Extracted records ::
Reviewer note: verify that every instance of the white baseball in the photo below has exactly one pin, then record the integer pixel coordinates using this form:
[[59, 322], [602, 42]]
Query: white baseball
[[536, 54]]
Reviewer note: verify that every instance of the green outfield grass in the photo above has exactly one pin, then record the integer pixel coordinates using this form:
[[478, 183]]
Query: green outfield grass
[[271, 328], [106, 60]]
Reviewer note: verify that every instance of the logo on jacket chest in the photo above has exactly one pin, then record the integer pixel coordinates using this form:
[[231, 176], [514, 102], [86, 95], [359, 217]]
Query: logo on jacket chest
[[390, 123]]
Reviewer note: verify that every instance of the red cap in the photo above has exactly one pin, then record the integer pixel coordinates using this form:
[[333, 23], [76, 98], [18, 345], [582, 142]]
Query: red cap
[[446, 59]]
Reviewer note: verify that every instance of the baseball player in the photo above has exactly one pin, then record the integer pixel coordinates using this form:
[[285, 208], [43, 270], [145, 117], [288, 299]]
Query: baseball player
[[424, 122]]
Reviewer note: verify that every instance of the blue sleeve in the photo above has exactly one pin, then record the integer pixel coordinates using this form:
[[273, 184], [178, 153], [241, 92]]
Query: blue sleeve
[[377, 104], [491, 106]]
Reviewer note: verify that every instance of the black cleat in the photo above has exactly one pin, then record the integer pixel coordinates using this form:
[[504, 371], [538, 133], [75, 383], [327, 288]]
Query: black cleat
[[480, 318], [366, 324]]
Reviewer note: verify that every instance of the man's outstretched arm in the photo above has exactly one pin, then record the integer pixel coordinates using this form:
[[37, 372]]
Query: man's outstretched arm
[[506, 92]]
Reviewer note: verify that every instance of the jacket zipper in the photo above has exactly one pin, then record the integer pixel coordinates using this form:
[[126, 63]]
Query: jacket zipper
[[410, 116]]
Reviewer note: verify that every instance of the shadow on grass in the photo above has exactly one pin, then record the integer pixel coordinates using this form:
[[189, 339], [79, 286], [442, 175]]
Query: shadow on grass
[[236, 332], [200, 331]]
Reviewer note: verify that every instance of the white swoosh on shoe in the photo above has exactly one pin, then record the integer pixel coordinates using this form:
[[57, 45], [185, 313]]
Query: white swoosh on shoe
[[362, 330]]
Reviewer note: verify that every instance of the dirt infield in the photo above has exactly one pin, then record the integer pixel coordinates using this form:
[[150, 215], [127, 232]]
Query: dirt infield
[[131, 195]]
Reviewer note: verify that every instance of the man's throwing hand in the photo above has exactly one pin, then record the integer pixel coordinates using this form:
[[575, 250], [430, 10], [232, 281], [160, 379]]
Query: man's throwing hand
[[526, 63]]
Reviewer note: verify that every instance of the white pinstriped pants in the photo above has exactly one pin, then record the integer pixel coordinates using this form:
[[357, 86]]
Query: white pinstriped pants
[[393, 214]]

GIVEN TASK ::
Please rewrite every line of the entries above as a numbered list, leaving out any blank lines.

WORKED SOLUTION ::
1. Reviewer note: verify that every instance of the white baseball in the photo below has exactly one pin, then record the integer pixel coordinates using this form:
2. [[59, 322], [602, 42]]
3. Query: white baseball
4. [[536, 54]]
5. Reviewer note: verify that every instance of the green outfield grass in the photo above has exactly one pin, then record the integer pixel coordinates using this form:
6. [[478, 183]]
7. Query: green outfield grass
8. [[271, 328], [106, 60]]
9. Reviewer note: verify that every instance of the logo on jacket chest in the photo above has exactly one pin, then record the integer pixel coordinates using this form:
10. [[231, 176], [514, 102], [86, 95], [359, 217]]
11. Query: logo on jacket chest
12. [[390, 123]]
13. Reviewer note: verify that every instance of the red cap in the photo above has exactly one pin, then record the integer pixel coordinates using this form:
14. [[333, 23], [76, 98], [18, 345], [582, 142]]
15. Query: red cap
16. [[446, 59]]
17. Reviewer note: verify that every instance of the baseball player in the photo above has exactly one pin, then record the integer pixel coordinates using this form:
18. [[285, 208], [43, 270], [145, 117], [288, 299]]
19. Query: baseball player
20. [[424, 122]]
21. Reviewer note: verify that every instance of the blue sleeve in the photo above has exactly one pin, then record the integer pixel coordinates using this form:
22. [[273, 184], [178, 153], [241, 92]]
23. Query: blue sleeve
24. [[377, 104], [491, 106]]
25. Reviewer note: verify that every instance of the black cleat in the photo above has exactly one pin, then record the integer pixel coordinates using this form:
26. [[504, 371], [538, 133], [75, 383], [327, 288]]
27. Query: black cleat
28. [[480, 318], [366, 324]]
29. Reviewer note: verify that every instance of the man's outstretched arm in the photo above has exactly one pin, then record the integer pixel coordinates using this form:
30. [[37, 372]]
31. Query: man's outstretched arm
32. [[506, 92]]
33. Reviewer note: verify that every instance of the jacket zipper in the photo above has exactly one pin, then record the integer pixel coordinates using this form:
34. [[126, 63]]
35. Query: jacket zipper
36. [[410, 116]]
37. Reviewer note: verify that every instance of the shadow on grass in the photo above has exactly one pin, then record the integer pixel coordinates using this form:
38. [[189, 339], [79, 286], [442, 175]]
39. Query: shadow on grass
40. [[236, 332], [200, 331]]
41. Reviewer note: verify that every instance of the white swoosh on shoe in the photo above has exactly one pin, then record the integer pixel coordinates using this form:
42. [[57, 45], [185, 313]]
43. Query: white swoosh on shoe
44. [[362, 330]]
45. Reviewer note: verify that every instance of the dirt infield in the photo above has exactly one pin, then record the integer pixel coordinates using this form:
46. [[150, 215], [127, 232]]
47. Query: dirt infield
48. [[131, 195]]
49. Reviewer note: verify that every instance of the man's throwing hand in the photo above has exactly one pin, then record the integer pixel coordinates using this form:
50. [[575, 250], [430, 10], [232, 281], [160, 379]]
51. Query: man's throwing hand
52. [[526, 63]]
53. Reviewer note: verify that every instance of the white pinstriped pants in the photo above has exactly one pin, then record the integer pixel coordinates using this form:
54. [[357, 86]]
55. Query: white pinstriped pants
56. [[393, 214]]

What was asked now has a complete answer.